■ **PROBLEM DESCRIPTION**: Copy out every line of the data that follows, exactly.

DATASET EXCERPTS START

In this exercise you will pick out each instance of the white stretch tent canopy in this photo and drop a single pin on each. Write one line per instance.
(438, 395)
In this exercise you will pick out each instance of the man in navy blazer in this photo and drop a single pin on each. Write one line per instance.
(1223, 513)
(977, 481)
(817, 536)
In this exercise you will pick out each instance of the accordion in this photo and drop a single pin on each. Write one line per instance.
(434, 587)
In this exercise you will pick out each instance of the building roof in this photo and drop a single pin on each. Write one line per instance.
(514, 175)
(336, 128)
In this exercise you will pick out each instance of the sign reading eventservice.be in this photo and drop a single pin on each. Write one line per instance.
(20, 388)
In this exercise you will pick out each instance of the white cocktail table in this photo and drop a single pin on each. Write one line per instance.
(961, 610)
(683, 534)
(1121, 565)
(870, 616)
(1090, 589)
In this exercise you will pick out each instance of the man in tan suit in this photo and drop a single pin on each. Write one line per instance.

DATASET EXCERPTS END

■ **EXERCISE SOLUTION**:
In this exercise you will pick out each instance of the white stretch tent canopy in this photo and drop a single pin on each. Write one line per instance.
(438, 395)
In this exercise you will pick out each instance of the man in navy blazer in this photo and drop a single pin on each. Write one line per instance.
(1223, 513)
(977, 481)
(817, 536)
In this exercise you will pick out each instance of the accordion in this photo and drop a single pin on each. Write one line per instance.
(434, 587)
In this exercise you will pick out each instance of the building roof in this photo and drop a single pin on each. Write one line per instance.
(514, 175)
(336, 128)
In this exercise you will pick out each instance of the sign reading eventservice.be in this photo and drop a single pin on each. Write one line per instance.
(20, 388)
In this exercise you will pick out each instance of the white cocktail table in this photo and drop a single pin on each. Write one line per instance.
(961, 610)
(683, 534)
(1121, 565)
(870, 616)
(1090, 589)
In this exercise you will pick out each instance of the man in tan suit in this photo and drop a single pin on each. Write one line per instance.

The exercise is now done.